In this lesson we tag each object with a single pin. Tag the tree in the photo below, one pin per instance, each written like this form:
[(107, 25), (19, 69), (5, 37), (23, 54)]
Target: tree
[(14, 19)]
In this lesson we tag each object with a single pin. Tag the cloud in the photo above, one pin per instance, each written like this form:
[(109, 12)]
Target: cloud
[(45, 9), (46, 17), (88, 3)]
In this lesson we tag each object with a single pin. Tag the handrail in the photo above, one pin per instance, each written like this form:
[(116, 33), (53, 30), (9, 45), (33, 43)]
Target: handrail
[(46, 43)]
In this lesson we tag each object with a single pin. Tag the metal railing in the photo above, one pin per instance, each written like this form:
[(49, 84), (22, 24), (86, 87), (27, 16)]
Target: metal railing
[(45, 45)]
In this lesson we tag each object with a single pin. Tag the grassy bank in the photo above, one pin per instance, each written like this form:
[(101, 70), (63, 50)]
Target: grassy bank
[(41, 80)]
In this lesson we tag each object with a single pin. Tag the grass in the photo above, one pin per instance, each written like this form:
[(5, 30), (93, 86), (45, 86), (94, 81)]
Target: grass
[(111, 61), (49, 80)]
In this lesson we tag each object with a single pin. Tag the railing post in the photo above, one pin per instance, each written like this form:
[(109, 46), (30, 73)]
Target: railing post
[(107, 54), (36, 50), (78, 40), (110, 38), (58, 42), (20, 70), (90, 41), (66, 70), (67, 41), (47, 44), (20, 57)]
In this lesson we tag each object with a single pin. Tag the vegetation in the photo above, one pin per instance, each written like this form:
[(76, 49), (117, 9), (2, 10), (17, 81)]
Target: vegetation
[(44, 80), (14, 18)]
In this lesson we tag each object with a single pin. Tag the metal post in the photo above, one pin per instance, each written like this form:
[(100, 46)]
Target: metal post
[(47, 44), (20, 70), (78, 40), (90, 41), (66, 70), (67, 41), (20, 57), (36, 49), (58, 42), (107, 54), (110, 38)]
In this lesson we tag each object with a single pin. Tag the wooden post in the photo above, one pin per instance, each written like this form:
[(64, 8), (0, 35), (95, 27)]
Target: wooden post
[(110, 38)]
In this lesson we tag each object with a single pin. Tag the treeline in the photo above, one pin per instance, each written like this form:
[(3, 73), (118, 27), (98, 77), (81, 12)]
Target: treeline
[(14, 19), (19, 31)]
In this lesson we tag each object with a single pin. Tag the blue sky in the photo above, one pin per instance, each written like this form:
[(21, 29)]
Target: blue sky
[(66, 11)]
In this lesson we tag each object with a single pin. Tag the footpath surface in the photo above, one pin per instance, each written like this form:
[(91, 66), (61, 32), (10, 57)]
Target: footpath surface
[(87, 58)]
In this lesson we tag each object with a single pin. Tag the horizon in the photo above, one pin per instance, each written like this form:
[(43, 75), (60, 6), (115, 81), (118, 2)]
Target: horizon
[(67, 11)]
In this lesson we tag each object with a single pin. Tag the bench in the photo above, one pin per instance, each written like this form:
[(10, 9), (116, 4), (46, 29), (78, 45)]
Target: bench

● ● ●

=== Activity ===
The complete set of entries above must be reproduced verbatim.

=== Answer box ===
In this lesson we tag each object with a single pin. Tag the tree in the photo below, one pin per instance, each written like this form:
[(107, 25), (19, 69), (5, 37), (23, 54)]
Target: tree
[(14, 19)]
In this lesson we tag each object with a single pin. Tag the cloud in the photo above, one pin per instance, each written like this form:
[(109, 12)]
Target: cloud
[(45, 9), (46, 17), (88, 3)]
In this lesson we tag each object with a single pin. Tag the handrail in the photo above, one pin per instance, each written like this form:
[(116, 33), (53, 30), (9, 45), (33, 43)]
Target: handrail
[(46, 43)]
In this lesson we tag each object with a single pin. Tag the metal railing in the photo above, one pin per instance, each written like this form:
[(49, 84), (22, 24), (86, 87), (27, 16)]
Target: metal railing
[(45, 45)]
In this lesson we tag each object with a single pin. Tag the grassy bank in the photo above, one pin per instance, each written like this form:
[(101, 70), (63, 50)]
Target: grassy bank
[(41, 80)]
In this lesson we tag each object with a single pin. Tag the grass in the photo above, one pin per instance, each written like this form:
[(5, 30), (93, 86), (45, 86), (94, 81)]
Target: grass
[(111, 61), (49, 80)]
In this lesson we tag each object with a single pin. Tag the railing post in the photo above, one pin per instance, each written like this form:
[(109, 46), (30, 73)]
Target: railing post
[(107, 54), (36, 50), (78, 40), (110, 38), (58, 42), (20, 70), (90, 41), (66, 70), (67, 41), (47, 44), (20, 57)]
In this lesson we tag each object with a single pin. Tag the vegetation in the photo above, one pin per instance, each written like this form:
[(76, 49), (117, 9), (2, 10), (17, 81)]
Target: vegetation
[(44, 80), (14, 18)]
In this lesson we tag each object with a single pin. Tag the metal post in the photo above, one pin per instance, each written like this form:
[(100, 46)]
Target: metal post
[(47, 44), (20, 70), (78, 40), (90, 41), (66, 70), (67, 41), (20, 57), (36, 49), (58, 42), (107, 54), (110, 38)]
In this lesson we tag each object with a single pin. Tag the wooden post in the photo above, one pin per instance, each written like this form:
[(64, 8), (0, 35), (95, 27)]
Target: wooden post
[(110, 38)]
In this lesson we tag each object with a single pin. Tag the treeline in the photo above, one pin per instance, each written like this form:
[(3, 73), (118, 27), (98, 77), (81, 12)]
Target: treeline
[(14, 19), (19, 31)]
In this lesson we tag each object with a single pin. Tag the blue sky in the photo above, one pin per instance, each written like this form:
[(21, 29)]
Target: blue sky
[(66, 11)]
In this lesson we tag each object with a single pin. Tag the footpath surface in the photo above, one pin per instance, each written like this form:
[(91, 66), (61, 32), (10, 57)]
Target: footpath surface
[(87, 58)]
In this lesson we tag each object with a single pin. Tag the horizon in the photo above, one pin per instance, each written like this form:
[(43, 75), (60, 6), (115, 81), (118, 2)]
Target: horizon
[(67, 11)]
In this lesson we tag each object with a single pin. Tag the bench in the photo above, one pin per instance, each written like this form:
[(10, 9), (116, 4), (46, 29), (78, 45)]
Target: bench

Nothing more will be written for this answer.